→ Stated goal 1
Please output the lines of the listing as a JSON list of strings, one string per line and blank lines omitted, from the line with "Where can you find the flag" up to and including the line with "pixel 314 511".
— Start of Text block —
# SIG 239 still being made?



## kansas_plainsman (May 9, 2006)

One of my dealers tells me that he thought the 239 was no longer being made. Is this true?


----------



## waterburybob (May 7, 2006)

No - untrue.
Sig is still making the P239. It comes in four variations - P239, P239 DAK, P239 Two-tone and P239 SAS - available in 9mm, .40 S&W and .357 Sig calibers (SAS only in .40 S&W).


----------



## Shipwreck (Jan 26, 2006)

I see em my local shop all the time


----------



## TGS2 (May 6, 2006)

Yep, still in production.


----------



## Charlie (May 13, 2006)

All of the 239's I have seen are beautiful. Especially with the wood grips.


----------



## Shipwreck (Jan 26, 2006)
— End of Text block —
— Start of Data in this exercise —
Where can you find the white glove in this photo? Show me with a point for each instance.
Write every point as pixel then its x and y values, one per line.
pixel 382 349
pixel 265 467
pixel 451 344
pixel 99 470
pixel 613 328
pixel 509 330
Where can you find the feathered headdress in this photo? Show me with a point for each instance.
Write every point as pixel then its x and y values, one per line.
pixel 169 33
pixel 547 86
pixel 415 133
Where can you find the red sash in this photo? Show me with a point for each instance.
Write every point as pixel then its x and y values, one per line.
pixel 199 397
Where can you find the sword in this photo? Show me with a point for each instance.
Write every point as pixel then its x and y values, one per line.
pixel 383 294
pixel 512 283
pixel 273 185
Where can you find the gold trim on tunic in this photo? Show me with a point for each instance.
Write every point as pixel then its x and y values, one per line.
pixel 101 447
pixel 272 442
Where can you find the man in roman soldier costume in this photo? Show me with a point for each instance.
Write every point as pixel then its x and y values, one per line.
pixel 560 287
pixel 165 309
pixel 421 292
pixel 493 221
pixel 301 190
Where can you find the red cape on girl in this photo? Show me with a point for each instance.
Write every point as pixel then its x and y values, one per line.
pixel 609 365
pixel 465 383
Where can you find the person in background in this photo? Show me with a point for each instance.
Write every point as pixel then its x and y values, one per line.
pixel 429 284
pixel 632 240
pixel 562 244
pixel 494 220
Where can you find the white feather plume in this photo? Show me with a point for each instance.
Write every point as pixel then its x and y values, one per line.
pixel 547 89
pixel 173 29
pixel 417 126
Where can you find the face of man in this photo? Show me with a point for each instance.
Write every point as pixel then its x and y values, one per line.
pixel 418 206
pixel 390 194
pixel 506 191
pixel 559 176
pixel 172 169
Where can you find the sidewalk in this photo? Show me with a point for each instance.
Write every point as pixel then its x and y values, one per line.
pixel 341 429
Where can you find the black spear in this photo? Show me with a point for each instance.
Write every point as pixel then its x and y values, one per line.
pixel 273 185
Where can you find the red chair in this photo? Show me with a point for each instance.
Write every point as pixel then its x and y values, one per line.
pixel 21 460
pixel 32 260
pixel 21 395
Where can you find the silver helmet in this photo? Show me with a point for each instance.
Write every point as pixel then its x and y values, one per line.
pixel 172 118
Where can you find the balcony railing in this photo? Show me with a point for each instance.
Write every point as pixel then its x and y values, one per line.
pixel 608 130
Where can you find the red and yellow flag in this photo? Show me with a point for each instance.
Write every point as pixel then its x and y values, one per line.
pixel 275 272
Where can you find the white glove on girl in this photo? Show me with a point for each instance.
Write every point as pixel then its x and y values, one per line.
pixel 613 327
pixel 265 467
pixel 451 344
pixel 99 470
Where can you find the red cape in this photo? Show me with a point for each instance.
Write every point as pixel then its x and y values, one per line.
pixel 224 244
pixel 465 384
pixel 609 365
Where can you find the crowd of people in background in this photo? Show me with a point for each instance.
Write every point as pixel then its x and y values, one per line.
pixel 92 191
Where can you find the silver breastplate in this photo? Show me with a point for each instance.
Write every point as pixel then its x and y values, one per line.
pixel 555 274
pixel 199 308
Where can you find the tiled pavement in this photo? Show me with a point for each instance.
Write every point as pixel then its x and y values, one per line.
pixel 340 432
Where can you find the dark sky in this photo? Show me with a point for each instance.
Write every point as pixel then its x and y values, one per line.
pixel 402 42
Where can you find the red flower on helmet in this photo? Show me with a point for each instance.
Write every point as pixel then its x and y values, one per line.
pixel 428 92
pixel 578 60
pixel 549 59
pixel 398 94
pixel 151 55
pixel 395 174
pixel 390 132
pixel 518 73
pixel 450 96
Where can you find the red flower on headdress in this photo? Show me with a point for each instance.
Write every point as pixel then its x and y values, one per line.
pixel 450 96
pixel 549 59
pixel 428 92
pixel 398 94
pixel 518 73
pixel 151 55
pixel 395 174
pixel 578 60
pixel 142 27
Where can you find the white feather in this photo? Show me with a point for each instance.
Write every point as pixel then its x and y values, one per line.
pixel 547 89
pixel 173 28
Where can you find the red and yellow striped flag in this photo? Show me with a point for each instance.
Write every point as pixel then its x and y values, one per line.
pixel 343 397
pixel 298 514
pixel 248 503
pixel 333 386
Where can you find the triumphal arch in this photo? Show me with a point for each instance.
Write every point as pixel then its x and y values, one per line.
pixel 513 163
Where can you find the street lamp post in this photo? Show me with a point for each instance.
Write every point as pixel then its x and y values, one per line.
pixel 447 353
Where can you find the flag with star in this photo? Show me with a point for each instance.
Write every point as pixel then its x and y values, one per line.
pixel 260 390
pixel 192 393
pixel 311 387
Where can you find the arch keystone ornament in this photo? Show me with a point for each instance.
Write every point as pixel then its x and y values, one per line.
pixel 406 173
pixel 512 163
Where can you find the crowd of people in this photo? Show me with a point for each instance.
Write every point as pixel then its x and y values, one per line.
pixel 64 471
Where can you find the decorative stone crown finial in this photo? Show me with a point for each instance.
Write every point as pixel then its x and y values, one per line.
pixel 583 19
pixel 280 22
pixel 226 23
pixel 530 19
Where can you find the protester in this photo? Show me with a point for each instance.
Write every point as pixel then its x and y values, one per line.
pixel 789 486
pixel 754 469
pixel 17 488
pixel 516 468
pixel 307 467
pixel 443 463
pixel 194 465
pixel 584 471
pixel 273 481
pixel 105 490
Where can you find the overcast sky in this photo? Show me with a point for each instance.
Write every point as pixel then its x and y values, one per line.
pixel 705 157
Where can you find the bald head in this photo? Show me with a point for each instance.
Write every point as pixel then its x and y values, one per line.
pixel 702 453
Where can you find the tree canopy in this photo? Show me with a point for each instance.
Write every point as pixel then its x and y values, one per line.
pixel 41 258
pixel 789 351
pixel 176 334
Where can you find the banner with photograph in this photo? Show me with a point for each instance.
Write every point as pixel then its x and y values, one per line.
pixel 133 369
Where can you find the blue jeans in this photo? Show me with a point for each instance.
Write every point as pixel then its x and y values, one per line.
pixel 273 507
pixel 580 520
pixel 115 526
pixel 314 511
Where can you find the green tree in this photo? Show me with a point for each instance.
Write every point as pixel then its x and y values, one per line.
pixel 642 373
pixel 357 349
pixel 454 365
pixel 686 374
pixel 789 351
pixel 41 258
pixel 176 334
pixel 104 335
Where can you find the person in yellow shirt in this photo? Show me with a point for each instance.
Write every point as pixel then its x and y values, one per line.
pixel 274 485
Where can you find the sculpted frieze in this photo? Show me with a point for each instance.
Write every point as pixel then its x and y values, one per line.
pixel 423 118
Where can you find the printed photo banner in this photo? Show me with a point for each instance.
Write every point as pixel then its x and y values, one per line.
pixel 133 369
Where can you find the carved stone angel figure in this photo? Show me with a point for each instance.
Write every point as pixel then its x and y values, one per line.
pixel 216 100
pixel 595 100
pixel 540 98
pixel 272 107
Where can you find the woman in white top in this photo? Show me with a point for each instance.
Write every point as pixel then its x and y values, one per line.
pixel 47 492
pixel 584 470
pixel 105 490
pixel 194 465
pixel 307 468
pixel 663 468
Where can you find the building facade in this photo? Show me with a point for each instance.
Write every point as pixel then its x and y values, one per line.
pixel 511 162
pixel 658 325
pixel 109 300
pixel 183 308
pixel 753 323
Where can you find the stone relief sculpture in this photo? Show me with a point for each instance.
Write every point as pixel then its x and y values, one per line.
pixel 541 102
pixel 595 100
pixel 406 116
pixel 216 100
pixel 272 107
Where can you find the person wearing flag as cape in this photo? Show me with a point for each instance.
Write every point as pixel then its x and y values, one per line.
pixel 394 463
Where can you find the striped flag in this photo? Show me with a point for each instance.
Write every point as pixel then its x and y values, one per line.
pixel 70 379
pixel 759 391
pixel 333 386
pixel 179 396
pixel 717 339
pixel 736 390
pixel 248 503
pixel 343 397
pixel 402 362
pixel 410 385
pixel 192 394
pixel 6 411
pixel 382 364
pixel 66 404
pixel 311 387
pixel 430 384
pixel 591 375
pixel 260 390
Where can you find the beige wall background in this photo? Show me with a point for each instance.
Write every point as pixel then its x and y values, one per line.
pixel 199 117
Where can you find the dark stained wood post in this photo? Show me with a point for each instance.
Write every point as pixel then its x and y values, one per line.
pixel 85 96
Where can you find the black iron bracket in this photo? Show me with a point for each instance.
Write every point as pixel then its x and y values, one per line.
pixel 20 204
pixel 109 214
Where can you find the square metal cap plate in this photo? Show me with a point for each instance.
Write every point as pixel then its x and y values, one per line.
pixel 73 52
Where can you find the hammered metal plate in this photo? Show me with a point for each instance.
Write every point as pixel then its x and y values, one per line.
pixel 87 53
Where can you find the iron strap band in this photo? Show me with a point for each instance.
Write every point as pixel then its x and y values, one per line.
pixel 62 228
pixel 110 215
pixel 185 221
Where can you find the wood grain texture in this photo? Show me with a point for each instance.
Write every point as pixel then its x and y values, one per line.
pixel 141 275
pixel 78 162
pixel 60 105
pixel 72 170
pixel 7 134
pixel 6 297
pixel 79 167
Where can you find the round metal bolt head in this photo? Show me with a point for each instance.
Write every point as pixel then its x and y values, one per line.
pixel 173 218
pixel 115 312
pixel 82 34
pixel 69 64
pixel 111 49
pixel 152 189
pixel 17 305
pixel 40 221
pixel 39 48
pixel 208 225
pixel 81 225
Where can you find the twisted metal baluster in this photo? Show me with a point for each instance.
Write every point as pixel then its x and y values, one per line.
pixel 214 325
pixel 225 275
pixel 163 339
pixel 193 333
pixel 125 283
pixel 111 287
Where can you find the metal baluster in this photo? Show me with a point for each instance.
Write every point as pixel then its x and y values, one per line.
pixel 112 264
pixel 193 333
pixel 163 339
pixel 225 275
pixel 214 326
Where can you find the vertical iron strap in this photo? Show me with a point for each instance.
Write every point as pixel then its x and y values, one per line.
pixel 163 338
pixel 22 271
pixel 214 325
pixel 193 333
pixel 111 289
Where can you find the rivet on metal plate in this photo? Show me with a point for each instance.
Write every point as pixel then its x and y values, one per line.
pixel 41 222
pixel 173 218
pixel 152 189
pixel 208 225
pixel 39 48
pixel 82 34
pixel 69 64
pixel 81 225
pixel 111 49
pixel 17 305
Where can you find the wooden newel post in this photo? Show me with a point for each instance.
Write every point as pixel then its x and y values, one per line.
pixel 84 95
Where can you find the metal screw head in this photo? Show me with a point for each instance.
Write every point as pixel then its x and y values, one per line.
— End of Data in this exercise —
→ Stated goal 2
Write the next part of the forum thread about the SIG 239.

→ Right answer 1
[
  "Where can you find the flag with star in this photo? Show me with a point for each instance.",
  "Write every point as pixel then its x and y values, one per line.",
  "pixel 260 390",
  "pixel 192 393",
  "pixel 311 387",
  "Where can you find the arch keystone ornament in this photo? Show me with a point for each instance.",
  "Write every point as pixel then its x and y values, one per line.",
  "pixel 406 173",
  "pixel 512 163",
  "Where can you find the crowd of people in this photo? Show me with a point for each instance.",
  "Write every point as pixel then its x and y values, one per line.",
  "pixel 64 471",
  "Where can you find the decorative stone crown finial in this photo? Show me with a point for each instance.",
  "Write every point as pixel then its x and y values, one per line.",
  "pixel 583 19",
  "pixel 280 22",
  "pixel 226 23",
  "pixel 530 19",
  "Where can you find the protester in this photo? Show me with a point for each instance.",
  "Write every point as pixel then its x and y values, one per line.",
  "pixel 789 486",
  "pixel 754 469",
  "pixel 17 488",
  "pixel 516 468",
  "pixel 307 467",
  "pixel 443 463",
  "pixel 194 465",
  "pixel 584 471",
  "pixel 273 481",
  "pixel 105 490",
  "Where can you find the overcast sky in this photo? Show me with a point for each instance.",
  "Write every point as pixel then its x and y values, one per line.",
  "pixel 705 157",
  "Where can you find the bald head in this photo? Show me with a point for each instance.",
  "Write every point as pixel then its x and y values, one per line.",
  "pixel 702 453",
  "Where can you find the tree canopy in this photo? Show me with a point for each instance.",
  "Write every point as pixel then its x and y values, one per line.",
  "pixel 41 258",
  "pixel 789 351",
  "pixel 176 334",
  "Where can you find the banner with photograph in this photo? Show me with a point for each instance.",
  "Write every point as pixel then its x and y values, one per line.",
  "pixel 133 369",
  "Where can you find the blue jeans in this photo? Show me with a point for each instance.",
  "Write every point as pixel then its x and y values, one per line.",
  "pixel 273 507",
  "pixel 580 520",
  "pixel 115 526",
  "pixel 314 511"
]

→ Right answer 2
Yes, it does look nice. But, I haveread a few people who were unhappy w/ them after they got them (accuracy wise) - of course, I never shoot as well w/ compact guns myself - no matter what the brand


----------



## kenjihara (Dec 25, 2006)

*Unhappy with the accuracy?*



Shipwreck said:


> Yes, it does look nice. But, I haveread a few people who were unhappy w/ them after they got them (accuracy wise) - of course, I never shoot as well w/ compact guns myself - no matter what the brand


Steer those people my way; I'll happily buy those nasty Sigs off their hands for cheap. Wouldn't want them to have to suffer any more.:smt083


----------



## Spenser (Nov 6, 2006)

kenjihara said:


> Steer those people my way; I'll happily buy those nasty Sigs off their hands for cheap. Wouldn't want them to have to suffer any more.:smt083


I'll take the overflow on what you don't want...:smt023


----------



## Spenser (Nov 6, 2006)

I've really come to appreciate this little gun. My only gripe is that maybe it should be slimmer and lighter, since it's a single-stack pistol. The dimensions are ok for pocket carry, it's just WAY too heavy for such. 

Anybody tried an ankle holster or some sort of tuckable with this gun?

Anybody compare the 225 to the 239?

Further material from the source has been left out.